# [ABOUT THIS EXERCISE]
Print all entries precisely as they are written.

# [EXERCISE INPUTS]
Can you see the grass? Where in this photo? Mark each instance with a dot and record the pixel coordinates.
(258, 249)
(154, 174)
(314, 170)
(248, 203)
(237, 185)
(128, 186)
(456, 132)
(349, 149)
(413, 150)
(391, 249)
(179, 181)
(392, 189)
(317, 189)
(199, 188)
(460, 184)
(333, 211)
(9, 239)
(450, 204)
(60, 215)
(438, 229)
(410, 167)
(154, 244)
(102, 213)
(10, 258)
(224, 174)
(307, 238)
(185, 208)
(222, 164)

# [SOLUTION TO THE EXERCISE]
Can you see the grass? Where in this photo? Mark each instance with a dot and record the pixel coordinates.
(258, 249)
(154, 174)
(314, 170)
(248, 203)
(237, 185)
(128, 186)
(456, 132)
(349, 149)
(413, 150)
(391, 249)
(179, 181)
(392, 189)
(317, 189)
(199, 188)
(460, 184)
(333, 211)
(9, 239)
(450, 204)
(60, 215)
(438, 229)
(410, 167)
(154, 244)
(102, 213)
(10, 258)
(224, 174)
(307, 238)
(185, 208)
(222, 164)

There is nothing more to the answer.